WRITTEN INSTRUCTION: Render every entry verbatim.

(Stored data)
◆ ◆ ◆ ◆ ◆ ◆ ◆
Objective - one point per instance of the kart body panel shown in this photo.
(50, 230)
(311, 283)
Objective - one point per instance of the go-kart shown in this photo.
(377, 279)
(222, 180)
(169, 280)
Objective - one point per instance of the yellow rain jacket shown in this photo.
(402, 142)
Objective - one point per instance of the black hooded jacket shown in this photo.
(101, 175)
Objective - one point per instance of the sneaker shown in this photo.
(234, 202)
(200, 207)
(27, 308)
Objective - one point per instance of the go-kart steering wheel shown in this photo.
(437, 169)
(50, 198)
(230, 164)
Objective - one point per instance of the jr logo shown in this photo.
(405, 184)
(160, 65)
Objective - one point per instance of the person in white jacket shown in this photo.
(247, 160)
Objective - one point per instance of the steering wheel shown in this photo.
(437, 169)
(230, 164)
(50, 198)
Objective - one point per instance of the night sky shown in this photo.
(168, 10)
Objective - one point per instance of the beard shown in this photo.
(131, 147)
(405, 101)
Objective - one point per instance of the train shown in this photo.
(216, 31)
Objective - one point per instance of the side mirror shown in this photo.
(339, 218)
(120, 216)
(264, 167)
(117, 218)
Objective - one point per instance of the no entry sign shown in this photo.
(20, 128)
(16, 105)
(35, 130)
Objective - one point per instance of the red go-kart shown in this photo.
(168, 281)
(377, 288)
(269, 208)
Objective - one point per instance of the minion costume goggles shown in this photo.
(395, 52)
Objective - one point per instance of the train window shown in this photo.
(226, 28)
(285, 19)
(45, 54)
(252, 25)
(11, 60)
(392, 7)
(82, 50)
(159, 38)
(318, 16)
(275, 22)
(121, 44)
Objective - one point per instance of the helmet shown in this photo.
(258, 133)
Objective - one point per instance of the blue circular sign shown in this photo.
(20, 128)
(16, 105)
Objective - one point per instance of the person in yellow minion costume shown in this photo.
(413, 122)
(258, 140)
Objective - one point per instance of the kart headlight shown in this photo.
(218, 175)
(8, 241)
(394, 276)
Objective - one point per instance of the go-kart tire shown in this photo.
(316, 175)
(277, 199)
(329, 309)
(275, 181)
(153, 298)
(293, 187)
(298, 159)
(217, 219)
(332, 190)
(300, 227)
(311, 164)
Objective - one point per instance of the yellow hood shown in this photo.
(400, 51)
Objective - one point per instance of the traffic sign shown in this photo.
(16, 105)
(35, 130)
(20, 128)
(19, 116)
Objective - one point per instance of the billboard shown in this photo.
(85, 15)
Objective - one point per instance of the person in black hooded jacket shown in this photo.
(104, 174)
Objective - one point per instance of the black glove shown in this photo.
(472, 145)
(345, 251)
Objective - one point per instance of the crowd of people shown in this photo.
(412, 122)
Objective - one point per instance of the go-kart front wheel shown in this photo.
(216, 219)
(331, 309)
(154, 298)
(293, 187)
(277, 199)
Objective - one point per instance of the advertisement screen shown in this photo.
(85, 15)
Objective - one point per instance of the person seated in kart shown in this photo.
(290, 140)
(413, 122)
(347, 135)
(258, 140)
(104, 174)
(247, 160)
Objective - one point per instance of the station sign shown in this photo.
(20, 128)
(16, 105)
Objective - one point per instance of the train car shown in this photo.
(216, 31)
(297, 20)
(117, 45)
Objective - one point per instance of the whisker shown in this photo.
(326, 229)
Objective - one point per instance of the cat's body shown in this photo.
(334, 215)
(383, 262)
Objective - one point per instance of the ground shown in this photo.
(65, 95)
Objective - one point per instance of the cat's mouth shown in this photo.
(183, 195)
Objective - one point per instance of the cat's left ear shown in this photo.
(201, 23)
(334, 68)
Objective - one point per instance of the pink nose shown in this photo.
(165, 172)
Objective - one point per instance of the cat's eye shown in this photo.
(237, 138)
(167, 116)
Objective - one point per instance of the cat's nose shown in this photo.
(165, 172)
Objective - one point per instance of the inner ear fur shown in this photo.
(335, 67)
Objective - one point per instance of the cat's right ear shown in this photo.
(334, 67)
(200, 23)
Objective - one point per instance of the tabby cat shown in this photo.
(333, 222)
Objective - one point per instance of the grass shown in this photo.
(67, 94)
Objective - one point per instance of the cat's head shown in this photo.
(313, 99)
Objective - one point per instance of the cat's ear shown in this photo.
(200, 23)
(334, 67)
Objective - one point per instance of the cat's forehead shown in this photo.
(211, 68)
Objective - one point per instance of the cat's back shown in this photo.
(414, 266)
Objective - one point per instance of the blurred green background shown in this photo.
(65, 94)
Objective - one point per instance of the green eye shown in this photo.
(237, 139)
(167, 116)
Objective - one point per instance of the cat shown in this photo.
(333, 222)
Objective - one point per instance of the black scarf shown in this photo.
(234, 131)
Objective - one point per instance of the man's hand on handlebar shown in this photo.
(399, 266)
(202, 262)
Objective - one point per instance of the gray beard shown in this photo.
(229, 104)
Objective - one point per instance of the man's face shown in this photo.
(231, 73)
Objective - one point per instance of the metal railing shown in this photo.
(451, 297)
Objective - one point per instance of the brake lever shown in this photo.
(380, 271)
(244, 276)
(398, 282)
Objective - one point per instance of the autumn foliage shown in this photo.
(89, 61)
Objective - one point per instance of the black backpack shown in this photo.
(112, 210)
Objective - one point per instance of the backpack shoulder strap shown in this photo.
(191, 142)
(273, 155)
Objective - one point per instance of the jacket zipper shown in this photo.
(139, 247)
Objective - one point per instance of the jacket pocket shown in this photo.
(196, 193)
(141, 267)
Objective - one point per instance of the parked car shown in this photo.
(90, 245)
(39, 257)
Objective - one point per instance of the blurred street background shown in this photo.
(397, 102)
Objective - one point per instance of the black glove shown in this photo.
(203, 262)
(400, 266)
◆ ◆ ◆ ◆ ◆ ◆ ◆
REPLY TO THE EXERCISE:
Objective - one point per instance of the kart body panel shown in this photo.
(50, 230)
(311, 283)
Objective - one point per instance of the go-kart shown in this photo.
(377, 279)
(222, 180)
(169, 280)
Objective - one point per instance of the yellow rain jacket shown in this photo.
(402, 142)
Objective - one point per instance of the black hooded jacket shown in this photo.
(101, 175)
Objective - one point per instance of the sneaker shown in this photo.
(234, 202)
(200, 207)
(27, 308)
Objective - one point per instance of the go-kart steering wheel shown in this photo.
(437, 169)
(50, 198)
(230, 164)
Objective - one point per instance of the jr logo shown in this photo.
(405, 184)
(160, 65)
Objective - one point per instance of the person in white jacket shown in this photo.
(247, 160)
Objective - one point per instance of the steering wheel shown in this photo.
(437, 169)
(230, 164)
(50, 198)
Objective - one point per instance of the night sky shown in this photo.
(168, 10)
Objective - one point per instance of the beard shown in this photo.
(131, 147)
(405, 101)
Objective - one point per instance of the train shown in this photo.
(216, 31)
Objective - one point per instance of the side mirror shown in this photo.
(339, 218)
(120, 216)
(264, 167)
(117, 218)
Objective - one point per instance of the no entry sign shown in this photo.
(20, 128)
(16, 105)
(35, 130)
Objective - one point per instance of the red go-kart shown in this photo.
(168, 281)
(377, 288)
(269, 208)
Objective - one point per instance of the minion costume goggles shown in this photo.
(395, 52)
Objective - one point per instance of the train window shown in this photo.
(226, 28)
(285, 19)
(45, 54)
(252, 25)
(11, 60)
(392, 7)
(82, 50)
(159, 38)
(318, 16)
(275, 22)
(121, 44)
Objective - one point per instance of the helmet shown in this photo.
(258, 133)
Objective - one point per instance of the blue circular sign shown in this photo.
(20, 128)
(16, 105)
Objective - one point per instance of the person in yellow minion costume shown in this photo.
(413, 122)
(258, 140)
Objective - one point per instance of the kart headlight shown in this photo.
(218, 175)
(8, 241)
(394, 276)
Objective - one point per instance of the go-kart tire shown in this photo.
(316, 175)
(277, 199)
(329, 309)
(275, 181)
(153, 298)
(293, 187)
(298, 159)
(217, 219)
(332, 190)
(300, 227)
(311, 164)
Objective - one point per instance of the yellow hood shown in this photo.
(400, 51)
Objective - one point per instance of the traffic sign shown in this photo.
(16, 105)
(35, 130)
(20, 128)
(19, 116)
Objective - one point per instance of the billboard shown in this photo.
(85, 15)
Objective - one point per instance of the person in black hooded jacket shown in this photo.
(104, 174)
Objective - one point per instance of the black glove shown in this photo.
(472, 145)
(345, 251)
Objective - one point per instance of the crowd of people shown in this photo.
(412, 122)
Objective - one point per instance of the go-kart front wheel shown in this photo.
(216, 219)
(331, 309)
(154, 298)
(293, 187)
(277, 199)
Objective - one point per instance of the advertisement screen shown in this photo.
(85, 15)
Objective - one point per instance of the person seated in kart shown in this photo.
(290, 140)
(413, 122)
(347, 135)
(258, 140)
(104, 174)
(247, 160)
Objective - one point per instance of the station sign shown in this photo.
(20, 128)
(16, 105)
Objective - one point per instance of the train car shown in this photo.
(216, 31)
(297, 20)
(117, 45)
Objective - one point per instance of the whisker shown in this photo.
(326, 229)
Objective - one point per instance of the cat's body shown in this photo.
(334, 215)
(383, 262)
Objective - one point per instance of the ground shown in this photo.
(65, 95)
Objective - one point per instance of the cat's mouth shown in this photo.
(183, 195)
Objective - one point per instance of the cat's left ear shown in this photo.
(201, 23)
(334, 68)
Objective - one point per instance of the pink nose shown in this photo.
(165, 172)
Objective - one point per instance of the cat's eye shown in this photo.
(237, 138)
(167, 116)
Objective - one point per instance of the cat's nose shown in this photo.
(165, 172)
Objective - one point per instance of the inner ear fur shown in this photo.
(335, 67)
Objective - one point per instance of the cat's right ear shown in this photo.
(334, 67)
(200, 23)
Objective - one point per instance of the tabby cat shown in this photo.
(333, 222)
Objective - one point per instance of the grass shown in this photo.
(67, 94)
Objective - one point per instance of the cat's head shown in this photo.
(313, 99)
Objective - one point per instance of the cat's ear shown in this photo.
(200, 23)
(334, 67)
Objective - one point per instance of the cat's forehead shown in this photo.
(211, 68)
Objective - one point per instance of the cat's back shown in this photo.
(414, 266)
Objective - one point per instance of the blurred green background shown in this photo.
(65, 94)
Objective - one point per instance of the green eye shown in this photo.
(237, 139)
(167, 116)
Objective - one point per instance of the cat shown in this photo.
(333, 222)
Objective - one point per instance of the black scarf shown in this photo.
(234, 131)
Objective - one point per instance of the man's hand on handlebar shown in this photo.
(399, 266)
(202, 262)
Objective - one point per instance of the gray beard shown in this photo.
(229, 104)
Objective - one point per instance of the man's face shown in this photo.
(231, 73)
Objective - one point per instance of the metal railing shown in this photo.
(451, 297)
Objective - one point per instance of the brake lever shown in this photo.
(380, 271)
(244, 276)
(398, 282)
Objective - one point per instance of the autumn foliage shown in this photo.
(89, 61)
Objective - one point per instance of the black backpack shown in this photo.
(112, 210)
Objective - one point per instance of the backpack shoulder strap shown in this photo.
(191, 142)
(273, 155)
Objective - one point per instance of the jacket zipper shown in this photo.
(139, 247)
Objective - one point per instance of the jacket pocket shown in this photo.
(196, 193)
(141, 267)
Objective - one point per instance of the parked car shown in this photo.
(90, 245)
(39, 257)
Objective - one point per instance of the blurred street background shown in this photo.
(397, 102)
Objective - one point per instance of the black glove shown in this photo.
(203, 262)
(400, 266)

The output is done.